- **CONSIGNES**
1 > Les affirmations suivantes sont-elles conformes au texte sur la formation professionnelle ? Répondez par oui ou par non et citez les mots du texte qui tranchent. (a) Michel Destouches a été vice-président de la Chambre de commerce et d’industrie de Paris. (b) Bernard Vivier dirige le conseil régional d’Aquitaine. (c) L’entreprise dont M. Destouches a été PDG comptait 500 salariés.
2 > Rédigez la suite du texte sur la formation professionnelle, en partant de sa dernière phrase.

- **TEXTE FOURNI**
L'OCHRES exerce une mission d'observation des problèmes économiques et sociaux, particulièrement de ceux qui relèvent des interactions entre l'entreprise et la société.

 
 
 
 
 
 

L’entrepreneur de PME face à l’embauche des jeunes Education et Formation

Dans un monde économique en changement, la formation professionnelle est l'élément clé qui commande à la fois la réduction du chômage et le progrès de la compétitivité. Pourtant, elle connaît des dysfonctionnements majeurs. C'est pourquoi il est apparu intéressant d'organiser la réunion annuelle des capteurs sociaux sur ce thème. Jean-Paul Lannegrace présente les orateurs :Michel Destouches, ancien vice-président de la Chambre de commerce et d’industrie de Paris chargé de la formation et plus particulièrement de l’apprentissage, Bernard Vivier, directeur de l’Institut supérieur du Travail, Alain de Brugière, responsable de la formation professionnelle et apprentissage au conseil régional d’ Aquitaine.  

 

L’apprentissage

 

Ingénieur, M. Destouches a été PDG d’une entreprise de 150 salariés dans le bâtiment. Il a été en charge de la formation continue aux EDC et a présidé l’Institut de formation du bâtiment d’Ile de France.

- **DOCUMENTS FOURNIS**

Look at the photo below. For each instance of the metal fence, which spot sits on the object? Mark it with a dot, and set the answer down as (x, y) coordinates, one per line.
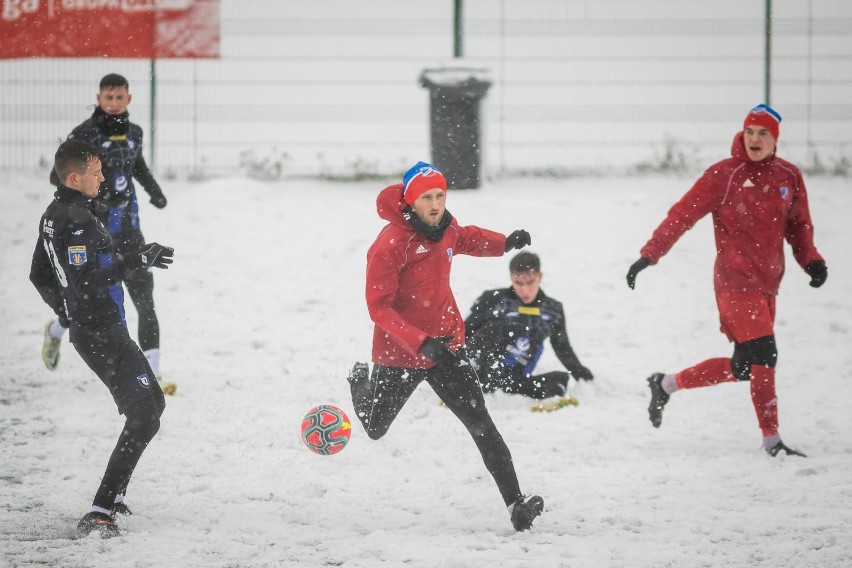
(331, 88)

- **RÉPONSES RÉDIGÉES**
1 >
(a) Oui : « ancien vice-président de la Chambre de commerce et d’industrie de Paris »
(b) Non : « Bernard Vivier, directeur de l’Institut supérieur du Travail »
(c) Non : « PDG d’une entreprise de 150 salariés dans le bâtiment »

2 >
Il donne quelques chiffres globaux :


- Plus de 30 milliards d’euros sont consacrés à la formation professionnelle toutes dépenses confondues (31,3 milliards en 2009 dont dépenses des entreprises 41%, de l’Etat 26%, des régions 14%, des autres collectivités publiques 6% (dont assurance chômage 5%), des ménages eux-mêmes 4%, des fonctions publiques pour leurs agents 19%).

- Par catégories de bénéficiaires, la répartition est la suivante : actifs salariés du secteur privé 13 milliards, jeunes dont apprentissage 8 milliards, demandeurs d’emplois 4 milliards, agents du secteur public 6 milliards.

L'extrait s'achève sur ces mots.